>>>>>

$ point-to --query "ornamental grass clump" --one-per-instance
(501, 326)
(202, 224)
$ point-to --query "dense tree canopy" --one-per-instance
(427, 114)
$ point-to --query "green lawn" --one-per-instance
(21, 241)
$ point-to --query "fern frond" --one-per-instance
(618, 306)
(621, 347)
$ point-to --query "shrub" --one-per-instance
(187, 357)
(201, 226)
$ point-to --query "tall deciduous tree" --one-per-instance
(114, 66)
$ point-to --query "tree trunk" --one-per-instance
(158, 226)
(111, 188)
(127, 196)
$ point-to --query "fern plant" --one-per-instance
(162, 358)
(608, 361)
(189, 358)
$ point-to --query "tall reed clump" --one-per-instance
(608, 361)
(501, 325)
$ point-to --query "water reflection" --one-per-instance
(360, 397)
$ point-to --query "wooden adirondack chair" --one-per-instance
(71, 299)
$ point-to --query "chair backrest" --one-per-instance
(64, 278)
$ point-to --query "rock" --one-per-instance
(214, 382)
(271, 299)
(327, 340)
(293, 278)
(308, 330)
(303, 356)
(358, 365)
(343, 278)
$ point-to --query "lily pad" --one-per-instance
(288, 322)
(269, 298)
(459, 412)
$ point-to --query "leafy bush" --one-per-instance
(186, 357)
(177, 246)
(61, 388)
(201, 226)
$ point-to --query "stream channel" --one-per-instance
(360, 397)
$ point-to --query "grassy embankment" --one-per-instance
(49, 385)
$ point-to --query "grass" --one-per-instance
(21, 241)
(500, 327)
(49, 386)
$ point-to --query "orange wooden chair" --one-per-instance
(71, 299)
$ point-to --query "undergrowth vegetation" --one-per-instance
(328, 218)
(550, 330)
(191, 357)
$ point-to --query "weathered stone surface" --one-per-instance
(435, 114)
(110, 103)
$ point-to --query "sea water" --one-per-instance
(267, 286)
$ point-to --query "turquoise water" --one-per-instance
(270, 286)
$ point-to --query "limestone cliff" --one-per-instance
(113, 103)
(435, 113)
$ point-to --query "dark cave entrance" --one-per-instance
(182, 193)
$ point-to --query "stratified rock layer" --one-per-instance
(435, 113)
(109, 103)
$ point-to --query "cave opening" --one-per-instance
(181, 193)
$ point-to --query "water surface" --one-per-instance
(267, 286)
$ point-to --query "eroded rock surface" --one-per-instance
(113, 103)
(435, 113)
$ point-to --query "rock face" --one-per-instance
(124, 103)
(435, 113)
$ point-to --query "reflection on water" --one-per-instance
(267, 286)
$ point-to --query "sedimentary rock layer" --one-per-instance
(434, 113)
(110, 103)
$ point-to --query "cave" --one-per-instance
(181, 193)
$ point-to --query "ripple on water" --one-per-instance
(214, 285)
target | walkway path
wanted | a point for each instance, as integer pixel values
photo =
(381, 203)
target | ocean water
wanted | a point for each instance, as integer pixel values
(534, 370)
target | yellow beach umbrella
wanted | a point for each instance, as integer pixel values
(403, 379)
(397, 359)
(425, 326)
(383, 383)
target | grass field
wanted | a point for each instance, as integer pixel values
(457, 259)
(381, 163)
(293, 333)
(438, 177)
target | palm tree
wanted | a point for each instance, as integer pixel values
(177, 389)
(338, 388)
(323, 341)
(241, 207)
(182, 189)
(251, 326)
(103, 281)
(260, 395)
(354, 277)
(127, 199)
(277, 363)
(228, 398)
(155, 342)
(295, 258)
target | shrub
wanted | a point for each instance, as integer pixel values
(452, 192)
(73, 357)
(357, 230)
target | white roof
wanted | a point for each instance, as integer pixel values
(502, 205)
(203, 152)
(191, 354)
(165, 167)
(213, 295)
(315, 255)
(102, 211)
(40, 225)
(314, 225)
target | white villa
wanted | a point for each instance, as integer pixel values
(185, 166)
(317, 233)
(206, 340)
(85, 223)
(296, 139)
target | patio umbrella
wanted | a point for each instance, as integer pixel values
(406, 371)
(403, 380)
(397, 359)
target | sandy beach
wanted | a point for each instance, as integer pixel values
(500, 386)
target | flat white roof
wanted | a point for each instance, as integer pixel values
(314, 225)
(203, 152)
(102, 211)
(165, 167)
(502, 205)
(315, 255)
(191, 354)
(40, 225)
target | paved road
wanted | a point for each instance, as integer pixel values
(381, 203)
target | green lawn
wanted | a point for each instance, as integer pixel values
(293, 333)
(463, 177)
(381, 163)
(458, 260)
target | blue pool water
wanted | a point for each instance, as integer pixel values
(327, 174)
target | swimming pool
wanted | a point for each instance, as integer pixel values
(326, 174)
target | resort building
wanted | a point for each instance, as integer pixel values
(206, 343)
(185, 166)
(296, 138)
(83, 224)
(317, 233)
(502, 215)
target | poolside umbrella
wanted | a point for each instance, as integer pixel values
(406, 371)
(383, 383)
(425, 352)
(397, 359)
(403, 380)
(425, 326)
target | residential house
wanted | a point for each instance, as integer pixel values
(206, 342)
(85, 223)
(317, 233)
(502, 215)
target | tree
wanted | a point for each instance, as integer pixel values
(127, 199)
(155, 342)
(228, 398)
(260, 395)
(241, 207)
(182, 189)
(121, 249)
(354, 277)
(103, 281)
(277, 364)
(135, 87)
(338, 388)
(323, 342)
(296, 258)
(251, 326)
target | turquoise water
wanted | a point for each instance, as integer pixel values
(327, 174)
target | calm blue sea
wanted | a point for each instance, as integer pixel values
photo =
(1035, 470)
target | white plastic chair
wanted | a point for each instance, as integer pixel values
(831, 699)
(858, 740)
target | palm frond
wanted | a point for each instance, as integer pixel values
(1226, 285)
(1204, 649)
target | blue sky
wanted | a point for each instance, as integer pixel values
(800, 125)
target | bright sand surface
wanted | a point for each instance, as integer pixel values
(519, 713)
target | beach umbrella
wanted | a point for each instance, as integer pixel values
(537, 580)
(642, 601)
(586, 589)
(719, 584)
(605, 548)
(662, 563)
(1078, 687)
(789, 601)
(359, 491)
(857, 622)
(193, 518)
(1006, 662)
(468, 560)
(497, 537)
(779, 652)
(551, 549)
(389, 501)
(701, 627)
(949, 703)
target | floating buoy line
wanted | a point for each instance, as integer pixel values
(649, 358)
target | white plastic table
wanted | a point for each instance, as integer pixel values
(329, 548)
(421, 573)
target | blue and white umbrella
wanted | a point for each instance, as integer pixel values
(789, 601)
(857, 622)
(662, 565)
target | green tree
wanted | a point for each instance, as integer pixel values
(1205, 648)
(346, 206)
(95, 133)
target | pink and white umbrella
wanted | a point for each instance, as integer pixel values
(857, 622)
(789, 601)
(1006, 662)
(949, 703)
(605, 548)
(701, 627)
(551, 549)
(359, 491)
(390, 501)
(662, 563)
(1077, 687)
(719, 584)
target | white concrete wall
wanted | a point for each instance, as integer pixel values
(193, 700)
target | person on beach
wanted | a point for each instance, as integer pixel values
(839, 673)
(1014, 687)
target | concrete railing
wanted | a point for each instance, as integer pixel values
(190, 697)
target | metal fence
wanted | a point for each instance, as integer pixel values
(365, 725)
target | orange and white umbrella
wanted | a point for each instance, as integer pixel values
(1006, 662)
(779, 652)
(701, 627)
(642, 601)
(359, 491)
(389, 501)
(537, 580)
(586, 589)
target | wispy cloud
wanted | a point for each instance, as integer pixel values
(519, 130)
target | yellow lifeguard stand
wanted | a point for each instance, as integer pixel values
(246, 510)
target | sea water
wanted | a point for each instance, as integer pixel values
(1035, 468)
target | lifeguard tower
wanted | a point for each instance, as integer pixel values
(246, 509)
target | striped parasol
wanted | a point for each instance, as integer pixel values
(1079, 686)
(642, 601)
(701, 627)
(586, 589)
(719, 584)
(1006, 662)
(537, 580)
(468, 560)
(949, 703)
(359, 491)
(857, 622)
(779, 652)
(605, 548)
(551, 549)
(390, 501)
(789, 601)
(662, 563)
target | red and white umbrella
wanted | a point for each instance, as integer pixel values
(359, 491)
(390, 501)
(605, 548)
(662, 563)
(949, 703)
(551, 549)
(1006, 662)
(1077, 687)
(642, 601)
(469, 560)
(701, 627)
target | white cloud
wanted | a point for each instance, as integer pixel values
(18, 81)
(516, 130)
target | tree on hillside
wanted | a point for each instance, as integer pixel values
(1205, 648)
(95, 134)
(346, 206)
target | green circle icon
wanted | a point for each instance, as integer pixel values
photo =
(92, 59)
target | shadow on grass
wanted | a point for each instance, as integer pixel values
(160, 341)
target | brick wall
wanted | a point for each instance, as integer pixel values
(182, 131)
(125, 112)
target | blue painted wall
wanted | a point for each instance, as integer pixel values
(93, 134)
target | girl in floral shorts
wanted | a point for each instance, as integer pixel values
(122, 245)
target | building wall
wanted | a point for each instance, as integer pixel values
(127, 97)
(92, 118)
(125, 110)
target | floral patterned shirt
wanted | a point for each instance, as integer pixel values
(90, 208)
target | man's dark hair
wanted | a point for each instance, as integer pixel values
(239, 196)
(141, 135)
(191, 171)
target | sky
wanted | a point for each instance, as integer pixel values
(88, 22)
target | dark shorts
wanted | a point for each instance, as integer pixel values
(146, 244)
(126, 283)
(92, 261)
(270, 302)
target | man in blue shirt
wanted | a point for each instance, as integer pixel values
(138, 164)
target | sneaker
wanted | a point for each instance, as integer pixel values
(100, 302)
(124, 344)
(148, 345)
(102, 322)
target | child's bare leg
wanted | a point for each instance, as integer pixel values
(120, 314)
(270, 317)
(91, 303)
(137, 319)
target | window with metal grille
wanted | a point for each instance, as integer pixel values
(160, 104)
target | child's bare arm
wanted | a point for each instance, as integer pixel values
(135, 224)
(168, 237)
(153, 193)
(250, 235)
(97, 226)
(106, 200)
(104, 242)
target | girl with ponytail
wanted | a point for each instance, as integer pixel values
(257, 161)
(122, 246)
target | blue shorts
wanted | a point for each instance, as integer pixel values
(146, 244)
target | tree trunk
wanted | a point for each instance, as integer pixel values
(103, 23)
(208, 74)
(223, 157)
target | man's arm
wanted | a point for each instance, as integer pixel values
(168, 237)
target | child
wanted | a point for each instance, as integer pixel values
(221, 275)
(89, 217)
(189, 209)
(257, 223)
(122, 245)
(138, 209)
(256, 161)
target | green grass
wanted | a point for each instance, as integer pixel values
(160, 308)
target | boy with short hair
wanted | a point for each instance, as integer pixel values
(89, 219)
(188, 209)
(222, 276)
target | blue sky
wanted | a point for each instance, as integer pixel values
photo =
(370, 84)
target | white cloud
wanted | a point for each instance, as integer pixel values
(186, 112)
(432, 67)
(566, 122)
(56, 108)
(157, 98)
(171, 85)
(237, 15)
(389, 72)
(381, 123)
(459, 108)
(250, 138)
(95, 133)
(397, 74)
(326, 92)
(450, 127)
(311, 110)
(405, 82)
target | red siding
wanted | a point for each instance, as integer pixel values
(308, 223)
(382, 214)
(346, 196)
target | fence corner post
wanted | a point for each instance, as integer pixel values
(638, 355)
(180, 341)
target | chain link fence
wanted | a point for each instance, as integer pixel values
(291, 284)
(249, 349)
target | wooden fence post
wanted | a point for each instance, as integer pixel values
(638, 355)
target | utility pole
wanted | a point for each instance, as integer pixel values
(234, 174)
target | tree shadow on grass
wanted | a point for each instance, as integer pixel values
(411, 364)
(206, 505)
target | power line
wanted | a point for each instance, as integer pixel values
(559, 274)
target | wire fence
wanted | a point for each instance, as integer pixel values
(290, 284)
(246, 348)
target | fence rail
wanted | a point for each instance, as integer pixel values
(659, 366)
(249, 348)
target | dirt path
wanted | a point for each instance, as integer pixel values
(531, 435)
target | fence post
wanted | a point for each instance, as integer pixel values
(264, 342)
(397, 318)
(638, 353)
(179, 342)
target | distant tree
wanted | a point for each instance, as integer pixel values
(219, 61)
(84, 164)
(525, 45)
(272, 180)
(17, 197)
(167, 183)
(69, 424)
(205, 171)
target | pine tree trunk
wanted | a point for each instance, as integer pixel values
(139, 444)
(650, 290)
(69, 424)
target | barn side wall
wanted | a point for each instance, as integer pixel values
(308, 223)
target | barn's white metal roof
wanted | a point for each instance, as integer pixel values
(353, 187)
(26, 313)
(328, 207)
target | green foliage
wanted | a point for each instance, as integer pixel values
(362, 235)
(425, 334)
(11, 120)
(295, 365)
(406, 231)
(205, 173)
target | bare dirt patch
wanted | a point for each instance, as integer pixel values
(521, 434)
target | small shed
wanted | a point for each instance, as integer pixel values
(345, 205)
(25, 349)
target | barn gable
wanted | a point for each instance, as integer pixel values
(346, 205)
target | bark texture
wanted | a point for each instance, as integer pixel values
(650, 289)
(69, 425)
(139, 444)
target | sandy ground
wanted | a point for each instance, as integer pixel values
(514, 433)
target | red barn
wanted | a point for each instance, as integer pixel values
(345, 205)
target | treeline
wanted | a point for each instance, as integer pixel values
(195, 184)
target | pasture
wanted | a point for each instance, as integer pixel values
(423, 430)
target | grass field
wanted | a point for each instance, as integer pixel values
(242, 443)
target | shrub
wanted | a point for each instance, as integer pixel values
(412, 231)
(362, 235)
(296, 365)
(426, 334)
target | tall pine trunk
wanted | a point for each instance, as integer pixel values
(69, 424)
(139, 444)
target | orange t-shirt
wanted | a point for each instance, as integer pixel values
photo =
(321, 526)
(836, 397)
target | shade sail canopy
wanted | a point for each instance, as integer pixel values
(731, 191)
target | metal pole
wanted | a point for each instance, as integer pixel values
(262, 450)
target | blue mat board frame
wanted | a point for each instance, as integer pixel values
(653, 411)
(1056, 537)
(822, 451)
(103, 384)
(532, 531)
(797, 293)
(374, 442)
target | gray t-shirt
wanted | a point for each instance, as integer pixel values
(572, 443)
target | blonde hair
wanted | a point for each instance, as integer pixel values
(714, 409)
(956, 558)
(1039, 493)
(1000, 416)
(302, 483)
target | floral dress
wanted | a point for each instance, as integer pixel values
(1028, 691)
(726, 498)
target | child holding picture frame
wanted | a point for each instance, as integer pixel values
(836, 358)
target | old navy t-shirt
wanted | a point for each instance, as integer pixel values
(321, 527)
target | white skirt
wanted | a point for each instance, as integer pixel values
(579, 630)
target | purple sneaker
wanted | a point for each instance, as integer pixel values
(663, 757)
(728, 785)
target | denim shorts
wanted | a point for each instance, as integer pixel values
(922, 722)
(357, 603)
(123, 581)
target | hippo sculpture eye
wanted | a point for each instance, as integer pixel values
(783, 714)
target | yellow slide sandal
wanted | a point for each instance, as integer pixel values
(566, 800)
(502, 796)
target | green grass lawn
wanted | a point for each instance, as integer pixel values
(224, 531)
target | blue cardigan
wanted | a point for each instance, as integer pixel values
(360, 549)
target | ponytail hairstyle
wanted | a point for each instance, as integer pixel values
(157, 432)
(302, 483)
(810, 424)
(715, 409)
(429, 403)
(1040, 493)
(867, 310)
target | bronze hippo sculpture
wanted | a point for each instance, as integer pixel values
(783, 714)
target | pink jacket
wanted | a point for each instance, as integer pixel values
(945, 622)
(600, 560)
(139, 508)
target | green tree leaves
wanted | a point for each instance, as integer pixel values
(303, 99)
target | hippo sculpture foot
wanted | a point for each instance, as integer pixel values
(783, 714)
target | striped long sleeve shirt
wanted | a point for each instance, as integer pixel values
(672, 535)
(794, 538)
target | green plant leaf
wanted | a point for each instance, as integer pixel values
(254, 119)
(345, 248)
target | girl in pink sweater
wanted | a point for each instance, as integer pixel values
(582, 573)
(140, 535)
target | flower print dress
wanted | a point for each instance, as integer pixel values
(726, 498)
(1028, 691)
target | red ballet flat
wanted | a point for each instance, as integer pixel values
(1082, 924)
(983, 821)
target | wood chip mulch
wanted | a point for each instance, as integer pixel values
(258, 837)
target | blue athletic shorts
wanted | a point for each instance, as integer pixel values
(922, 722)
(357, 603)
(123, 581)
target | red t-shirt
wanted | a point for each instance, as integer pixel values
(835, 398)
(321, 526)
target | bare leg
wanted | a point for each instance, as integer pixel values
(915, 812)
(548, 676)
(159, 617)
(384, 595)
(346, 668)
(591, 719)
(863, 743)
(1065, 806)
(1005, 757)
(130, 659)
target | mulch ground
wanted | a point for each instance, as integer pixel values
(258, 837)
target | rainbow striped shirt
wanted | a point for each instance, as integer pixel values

<<<<<

*Exercise brief*.
Among the lines of the listing above, which ones hold "frame"? Copy them.

*Exercise response*.
target | blue mat board frame
target | child holding picture frame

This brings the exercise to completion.